***** Records to use *****
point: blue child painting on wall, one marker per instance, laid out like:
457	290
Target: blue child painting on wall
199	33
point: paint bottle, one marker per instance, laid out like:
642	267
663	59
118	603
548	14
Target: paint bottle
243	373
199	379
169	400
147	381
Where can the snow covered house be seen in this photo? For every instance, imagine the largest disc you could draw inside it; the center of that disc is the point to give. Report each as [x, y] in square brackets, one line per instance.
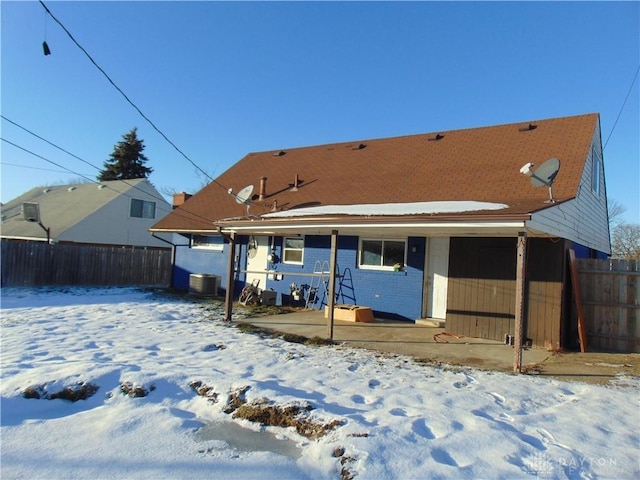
[421, 226]
[115, 213]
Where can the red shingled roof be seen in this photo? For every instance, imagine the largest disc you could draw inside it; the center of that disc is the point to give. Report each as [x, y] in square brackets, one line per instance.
[477, 164]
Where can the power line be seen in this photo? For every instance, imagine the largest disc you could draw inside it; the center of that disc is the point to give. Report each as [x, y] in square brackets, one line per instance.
[622, 108]
[47, 141]
[129, 100]
[31, 168]
[84, 161]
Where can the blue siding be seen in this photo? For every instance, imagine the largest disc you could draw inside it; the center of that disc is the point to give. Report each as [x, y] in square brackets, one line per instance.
[389, 294]
[197, 260]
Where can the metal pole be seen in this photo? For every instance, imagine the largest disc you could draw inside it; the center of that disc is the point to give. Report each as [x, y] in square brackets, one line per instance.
[332, 281]
[520, 296]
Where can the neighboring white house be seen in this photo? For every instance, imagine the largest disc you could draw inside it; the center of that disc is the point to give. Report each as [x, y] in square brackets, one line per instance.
[118, 212]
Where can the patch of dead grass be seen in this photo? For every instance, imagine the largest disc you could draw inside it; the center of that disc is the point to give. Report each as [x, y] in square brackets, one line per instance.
[285, 416]
[73, 393]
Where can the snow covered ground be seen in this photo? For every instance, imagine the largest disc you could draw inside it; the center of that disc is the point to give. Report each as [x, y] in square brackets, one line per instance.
[398, 419]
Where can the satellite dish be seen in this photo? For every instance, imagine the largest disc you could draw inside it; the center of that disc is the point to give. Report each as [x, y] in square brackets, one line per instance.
[545, 174]
[252, 247]
[31, 212]
[244, 195]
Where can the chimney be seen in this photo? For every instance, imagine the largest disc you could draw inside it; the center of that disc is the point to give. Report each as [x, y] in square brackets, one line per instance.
[263, 188]
[180, 198]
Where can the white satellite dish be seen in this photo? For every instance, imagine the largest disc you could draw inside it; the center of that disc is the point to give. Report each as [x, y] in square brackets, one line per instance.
[31, 212]
[545, 174]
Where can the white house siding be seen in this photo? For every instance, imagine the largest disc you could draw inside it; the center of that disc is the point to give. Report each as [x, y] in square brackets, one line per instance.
[584, 219]
[112, 224]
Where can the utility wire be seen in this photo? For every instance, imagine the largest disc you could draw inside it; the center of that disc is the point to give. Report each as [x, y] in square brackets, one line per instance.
[129, 100]
[90, 180]
[31, 168]
[622, 108]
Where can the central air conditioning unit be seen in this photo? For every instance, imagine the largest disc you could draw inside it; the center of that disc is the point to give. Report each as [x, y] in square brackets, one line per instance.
[204, 284]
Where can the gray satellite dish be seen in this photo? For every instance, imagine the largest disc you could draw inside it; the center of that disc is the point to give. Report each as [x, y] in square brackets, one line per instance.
[545, 174]
[31, 212]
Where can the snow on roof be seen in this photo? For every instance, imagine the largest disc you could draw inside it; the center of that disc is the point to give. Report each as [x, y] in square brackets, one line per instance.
[414, 208]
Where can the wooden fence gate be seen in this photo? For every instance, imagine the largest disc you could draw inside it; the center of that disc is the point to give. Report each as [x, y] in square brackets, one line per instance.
[611, 304]
[38, 263]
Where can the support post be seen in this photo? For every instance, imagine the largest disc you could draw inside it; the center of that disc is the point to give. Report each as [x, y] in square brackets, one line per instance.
[228, 298]
[520, 296]
[332, 282]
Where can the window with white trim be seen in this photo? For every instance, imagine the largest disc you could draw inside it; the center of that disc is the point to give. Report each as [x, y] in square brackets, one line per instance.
[381, 254]
[293, 250]
[209, 242]
[596, 168]
[142, 209]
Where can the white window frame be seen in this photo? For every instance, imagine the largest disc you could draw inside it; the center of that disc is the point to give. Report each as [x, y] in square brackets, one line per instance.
[285, 249]
[216, 247]
[596, 169]
[145, 206]
[365, 266]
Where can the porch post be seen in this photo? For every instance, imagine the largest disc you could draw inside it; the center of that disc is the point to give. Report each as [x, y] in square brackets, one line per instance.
[520, 294]
[228, 298]
[332, 282]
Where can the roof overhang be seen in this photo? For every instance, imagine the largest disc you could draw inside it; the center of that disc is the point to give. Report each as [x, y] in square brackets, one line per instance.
[485, 226]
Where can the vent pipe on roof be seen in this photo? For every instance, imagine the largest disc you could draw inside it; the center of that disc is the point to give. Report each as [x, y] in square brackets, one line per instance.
[263, 188]
[180, 198]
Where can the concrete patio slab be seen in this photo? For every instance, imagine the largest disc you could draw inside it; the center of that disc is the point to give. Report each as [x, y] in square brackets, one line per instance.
[437, 346]
[404, 338]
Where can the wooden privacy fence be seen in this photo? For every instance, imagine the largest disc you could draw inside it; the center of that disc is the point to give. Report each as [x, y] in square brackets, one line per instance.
[611, 304]
[38, 263]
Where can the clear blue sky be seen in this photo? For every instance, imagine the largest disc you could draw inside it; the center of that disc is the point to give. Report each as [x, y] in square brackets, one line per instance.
[222, 79]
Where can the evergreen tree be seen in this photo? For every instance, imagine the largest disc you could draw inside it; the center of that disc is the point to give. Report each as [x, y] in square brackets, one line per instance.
[127, 160]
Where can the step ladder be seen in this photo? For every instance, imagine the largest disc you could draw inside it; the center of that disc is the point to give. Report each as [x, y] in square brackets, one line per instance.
[320, 278]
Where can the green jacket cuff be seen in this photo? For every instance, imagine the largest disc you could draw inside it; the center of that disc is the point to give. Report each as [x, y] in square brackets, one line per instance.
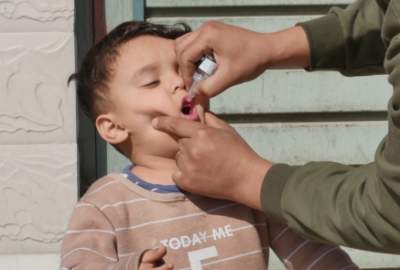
*****
*Exercise:*
Report the number of lines in the material above that include the string "like". Nothing else belongs in the answer.

*Completed exercise:*
2